Drop all images and give the records again exactly.
--- Start PROVIDED RECORDS ---
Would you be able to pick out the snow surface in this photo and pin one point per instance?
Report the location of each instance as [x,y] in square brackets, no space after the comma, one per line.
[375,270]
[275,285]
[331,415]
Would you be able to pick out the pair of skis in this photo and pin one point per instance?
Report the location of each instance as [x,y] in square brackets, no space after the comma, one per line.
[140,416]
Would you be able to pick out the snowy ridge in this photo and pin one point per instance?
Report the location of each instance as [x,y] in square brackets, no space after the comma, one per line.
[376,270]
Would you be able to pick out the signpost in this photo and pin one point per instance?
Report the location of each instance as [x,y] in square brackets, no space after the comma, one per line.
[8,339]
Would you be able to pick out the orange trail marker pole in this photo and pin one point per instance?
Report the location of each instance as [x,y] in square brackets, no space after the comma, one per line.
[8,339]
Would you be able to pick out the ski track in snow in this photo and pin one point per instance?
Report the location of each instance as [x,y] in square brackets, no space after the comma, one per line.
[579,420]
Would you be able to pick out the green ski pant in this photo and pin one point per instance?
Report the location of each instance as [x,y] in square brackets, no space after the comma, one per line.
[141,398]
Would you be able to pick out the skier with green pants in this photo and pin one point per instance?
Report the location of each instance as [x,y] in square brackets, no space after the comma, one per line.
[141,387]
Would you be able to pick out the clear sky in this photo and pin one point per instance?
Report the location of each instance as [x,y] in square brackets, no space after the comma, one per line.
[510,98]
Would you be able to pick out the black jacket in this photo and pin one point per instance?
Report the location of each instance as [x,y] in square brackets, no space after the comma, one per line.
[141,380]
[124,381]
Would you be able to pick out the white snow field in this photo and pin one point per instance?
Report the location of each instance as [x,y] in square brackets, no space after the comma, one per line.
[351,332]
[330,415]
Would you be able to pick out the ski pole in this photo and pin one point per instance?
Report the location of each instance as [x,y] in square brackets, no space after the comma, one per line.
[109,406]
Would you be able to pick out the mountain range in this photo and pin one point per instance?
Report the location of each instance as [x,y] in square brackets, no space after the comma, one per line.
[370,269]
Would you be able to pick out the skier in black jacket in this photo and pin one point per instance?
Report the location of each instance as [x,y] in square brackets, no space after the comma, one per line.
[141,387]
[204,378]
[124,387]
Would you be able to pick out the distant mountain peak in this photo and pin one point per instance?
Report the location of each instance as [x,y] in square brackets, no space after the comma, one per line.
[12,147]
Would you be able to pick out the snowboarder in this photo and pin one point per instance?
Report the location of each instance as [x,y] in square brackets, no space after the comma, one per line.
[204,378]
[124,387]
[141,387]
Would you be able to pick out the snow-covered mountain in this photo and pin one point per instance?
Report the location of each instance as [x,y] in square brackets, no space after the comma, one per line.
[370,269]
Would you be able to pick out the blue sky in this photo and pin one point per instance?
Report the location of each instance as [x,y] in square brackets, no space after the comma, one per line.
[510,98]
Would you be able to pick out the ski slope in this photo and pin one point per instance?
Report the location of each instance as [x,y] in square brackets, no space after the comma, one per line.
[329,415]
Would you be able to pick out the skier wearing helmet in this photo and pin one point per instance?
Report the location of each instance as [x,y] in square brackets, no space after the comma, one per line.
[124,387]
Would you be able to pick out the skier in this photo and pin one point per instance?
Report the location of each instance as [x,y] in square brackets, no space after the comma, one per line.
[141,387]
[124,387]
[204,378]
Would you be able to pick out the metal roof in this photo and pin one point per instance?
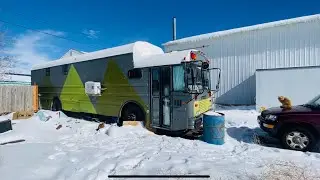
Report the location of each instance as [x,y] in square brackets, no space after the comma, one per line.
[218,34]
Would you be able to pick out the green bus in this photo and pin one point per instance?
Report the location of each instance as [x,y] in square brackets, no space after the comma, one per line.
[133,82]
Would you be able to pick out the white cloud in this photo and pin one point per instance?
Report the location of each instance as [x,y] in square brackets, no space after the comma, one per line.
[32,48]
[91,33]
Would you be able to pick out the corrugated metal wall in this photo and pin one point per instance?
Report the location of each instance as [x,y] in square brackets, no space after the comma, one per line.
[240,54]
[300,85]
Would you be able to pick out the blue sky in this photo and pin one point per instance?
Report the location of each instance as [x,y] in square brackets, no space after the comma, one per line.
[102,24]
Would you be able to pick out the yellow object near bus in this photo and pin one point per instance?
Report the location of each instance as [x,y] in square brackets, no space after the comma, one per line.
[202,106]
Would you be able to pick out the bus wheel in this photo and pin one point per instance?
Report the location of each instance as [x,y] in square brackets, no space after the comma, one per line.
[56,105]
[131,112]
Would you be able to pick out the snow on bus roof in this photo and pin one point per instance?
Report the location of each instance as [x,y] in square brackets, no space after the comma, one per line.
[139,49]
[243,29]
[171,58]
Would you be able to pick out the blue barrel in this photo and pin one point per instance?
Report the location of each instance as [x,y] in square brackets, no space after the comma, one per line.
[213,128]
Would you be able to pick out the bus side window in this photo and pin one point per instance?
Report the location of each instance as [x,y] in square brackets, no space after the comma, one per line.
[155,81]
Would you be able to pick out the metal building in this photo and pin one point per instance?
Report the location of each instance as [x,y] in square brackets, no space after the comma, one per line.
[239,52]
[299,84]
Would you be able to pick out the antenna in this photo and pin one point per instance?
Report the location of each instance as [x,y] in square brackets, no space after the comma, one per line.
[174,28]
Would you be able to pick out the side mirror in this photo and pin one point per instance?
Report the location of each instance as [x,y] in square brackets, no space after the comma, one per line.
[218,79]
[205,65]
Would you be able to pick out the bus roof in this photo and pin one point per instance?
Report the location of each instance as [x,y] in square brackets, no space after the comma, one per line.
[139,49]
[171,58]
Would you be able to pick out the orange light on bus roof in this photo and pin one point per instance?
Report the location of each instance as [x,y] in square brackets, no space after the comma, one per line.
[193,56]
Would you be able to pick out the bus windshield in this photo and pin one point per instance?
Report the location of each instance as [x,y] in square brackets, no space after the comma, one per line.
[190,76]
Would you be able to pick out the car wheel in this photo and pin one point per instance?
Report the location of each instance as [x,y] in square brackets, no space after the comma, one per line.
[298,138]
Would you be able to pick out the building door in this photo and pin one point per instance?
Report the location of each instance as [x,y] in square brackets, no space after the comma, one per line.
[161,97]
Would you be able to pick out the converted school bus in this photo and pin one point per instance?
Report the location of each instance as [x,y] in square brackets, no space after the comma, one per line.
[136,81]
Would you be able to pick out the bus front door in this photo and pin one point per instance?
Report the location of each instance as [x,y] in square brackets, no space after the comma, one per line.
[161,97]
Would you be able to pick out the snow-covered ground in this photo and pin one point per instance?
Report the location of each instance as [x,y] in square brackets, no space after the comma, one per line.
[77,151]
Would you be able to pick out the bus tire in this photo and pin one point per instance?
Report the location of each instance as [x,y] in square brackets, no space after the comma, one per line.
[56,105]
[131,112]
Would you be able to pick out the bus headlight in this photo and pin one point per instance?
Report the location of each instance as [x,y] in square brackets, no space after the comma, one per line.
[271,117]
--- End PROVIDED RECORDS ---
### WORKED SOLUTION
Would you be able to pick out the snow surface in this photo and pin one point per instance?
Report the location of each instance as [x,y] in square brackets, no space after the comma, one per line.
[375,270]
[275,285]
[331,415]
Would you be able to pick out the pair of skis in this photo and pin one point per instance?
Report the location of each instance as [x,y] in square brackets, no space after the comma, one per line.
[140,416]
Would you be able to pick out the snowy ridge in this photo and pin one point per instance?
Report the location of each instance as [x,y] in square brackets, no space after the comma, one per line.
[376,270]
Would you be able to pick out the signpost in this photo and pin one point per instance?
Report the location of each instance as [x,y] in square brackets, no space after the comma, one per line.
[8,339]
Would you be able to pick out the orange trail marker pole in this photo and pin one point per instance?
Report the location of each instance as [x,y] in square brackets, no space after the comma, one per line.
[8,339]
Would you be able to pick out the ski track in snow in this photo and pin one point per instance?
Report the location of each instance as [x,y] in square brackets, no space after the comma, one per line.
[579,420]
Would you be able to pick out the green ski pant in this photo and pin one point per instance?
Report the location of each instance as [x,y] in square brackets, no space after the comma, one per line.
[141,398]
Would you be able to pick out the skier with green pants in this photo and pin one point per instance?
Report the location of each instance as [x,y] in square brackets, no space after the comma, one per line.
[141,387]
Would you be able to pick out the clear sky in this photo and pin one point per instance?
Report the location of each instance as [x,y] in square brackets, no space after the comma, one per line.
[510,98]
Would you be able to pick out the black jacket in this photo and pin one point per instance?
Report the location of each instance as [x,y] in square brackets, no space after the comma, one per line.
[141,380]
[124,381]
Would you be able to pick out the white snow field in this photo and pin one point per instance?
Report the location of each instance as [x,y] in square brackets, no space after the comma, one per line.
[351,332]
[330,415]
Would you be able to pick out the ski pole in this photo and pin one point per instance?
Report the location of each instance as [x,y] in square brackets, no space after the comma, one per line.
[109,406]
Would you be able to pick out the mountain range in this photo and pin one point per instance?
Report the location of each instance as [x,y] in square brackets, no space after the comma, one per line.
[370,269]
Would you be able to pick out the skier in black jacket in this photo and pin one point per instance?
Report the location of each instance as [x,y] in square brackets, no space after the comma, one per line.
[141,387]
[204,378]
[124,387]
Would you be able to pick out the distant mountain peak in this photo and pin one point per instance?
Report the location of each instance as [x,y] in square brackets, no space after the comma, one per line.
[12,147]
Would you be able to pick out the snowboarder in this photo and pin one point per instance?
Report the location of each instance as [x,y] in square brackets, no space after the comma, one per line.
[204,378]
[124,387]
[141,387]
Would you be able to pick out the snow-covered mountain in this photo and pin one point per instance?
Report the location of each instance as [x,y] in square brackets, no space after the comma, one per line.
[370,269]
Would you be able to pick out the blue sky in this photo and pin one point per instance?
Report the location of each instance as [x,y] in square brackets, no space after the comma, one per line.
[510,98]
Would you be able to pick out the ski slope in this photo and pin one point per instance?
Report the location of each instance as [x,y] in square brackets, no space after the comma, one per line.
[329,415]
Would you be able to pick out the skier wearing helmet in this photo and pin one point per instance?
Report the location of each instance as [x,y] in square brackets, no space after the comma, one per line.
[124,387]
Would you be able to pick out the skier in this photo and pin one point per instance?
Report the location of each instance as [x,y] in square brackets, no space after the comma, one per line.
[141,387]
[124,387]
[204,378]
Would you be able to pick out the metal roof in this photo and pin one point per instance?
Report the location of each instance as [x,y] in square brackets, no space after the comma, one per line.
[218,34]
Would you be able to pick out the green bus in this photo and pin one point per instance?
Report the location of each instance as [x,y] in square brackets, no space after the comma, one per line.
[133,82]
Would you be able to pick out the white cloud in this photo and pin one point per instance?
Report the location of each instance as [x,y] in square brackets, no space after the comma, one per line.
[32,48]
[91,33]
Would you be able to pick out the corrugated metal wall in this photo and pin one point per instance?
Report the location of each instance as [x,y] in square brackets, no space after the comma, one per line.
[240,54]
[300,85]
Would you be able to pick out the blue sky in this photo and pin one point per instance?
Report the location of each instance as [x,y] in square brackets, no space after the comma, one per line.
[102,24]
Would you be able to pick out the yellow object near bus in this photo and pin one point per instance?
Report the location of each instance as [x,y] in square brackets, no space after the comma, one per line.
[202,106]
Would you be able to pick out the bus wheel in this photo and pin one point per instance?
Report the location of each instance as [x,y] in square brackets, no space after the comma, one per line.
[56,105]
[131,112]
Would you be able to pick out the snow on bus roof in this photo and pin one point per instance?
Report the location of each instance as [x,y] in square brackets, no space after the comma, one per line.
[139,49]
[243,29]
[171,58]
Would you be able to pick out the blue barrel in this photo and pin one point per instance?
Report the location of each instance as [x,y] in square brackets, no space after the comma, one per line.
[213,128]
Would you be able to pick out the bus side window in this photo and pin one point per instance?
Report the location of each instance as [x,y] in square brackets, no space after the comma, one per line.
[155,81]
Would you be able to pick out the metal building in this photo and pin one point per instance?
Report the location of each instance as [x,y] in square brackets, no space after the comma, one per line.
[239,52]
[299,84]
Would you be able to pick out the antenna in this photo and pin one point per instance?
Report the location of each instance as [x,y] in square brackets, no space after the comma, one per line.
[174,28]
Would you be able to pick out the side mirror in this photo and pin one point per instance?
Report the location of each instance as [x,y] in square brackets, no space after the comma, one per line.
[218,79]
[205,65]
Would you be able to pick out the bus roof in this photo and pin one point per instance?
Report the location of each instance as [x,y] in square brackets, no space after the comma, one per line.
[139,49]
[171,58]
Would you be able to pick out the orange light on bus roof in this photo and pin one point per instance?
Report the location of each instance as [x,y] in square brackets, no space after the comma, one per line.
[193,56]
Would you be able to pick out the bus windshield in this photo and pin one point per instance?
Report the location of each instance as [x,y] in square brackets, no space after the comma, one per line.
[190,76]
Would you be able to pick out the car wheel in this photo and pin one point per instance?
Report the location of each instance as [x,y] in square brackets, no space after the comma, one per line.
[298,138]
Would you be able to pick out the building door in this photo and pin one point per instance?
Report the location of each instance as [x,y] in square brackets, no space after the comma, one per line.
[161,97]
Would you be able to pick out the converted school bus in this photo and pin one point per instance?
Report the location of each instance as [x,y] in square brackets, no space after the comma, one per line.
[136,81]
Would you be able to pick out the bus front door in this photo and pin one point per instance?
Report the location of each instance as [x,y] in square brackets, no space after the comma, one per line.
[161,97]
Would you be able to pick out the snow-covered ground in this photo and pin one point per instance?
Report the location of each instance as [x,y] in square brackets, no space after the comma, one per line.
[77,151]
Would you be able to pick out the bus tire in this photo and pin one point per instance?
Report the location of each instance as [x,y] in square brackets, no space after the comma, one per line.
[56,105]
[131,112]
Would you be able to pick out the bus headlight in this photo and pin one point per instance?
Report the location of each instance as [x,y] in square brackets, no space after the comma, one per line.
[271,117]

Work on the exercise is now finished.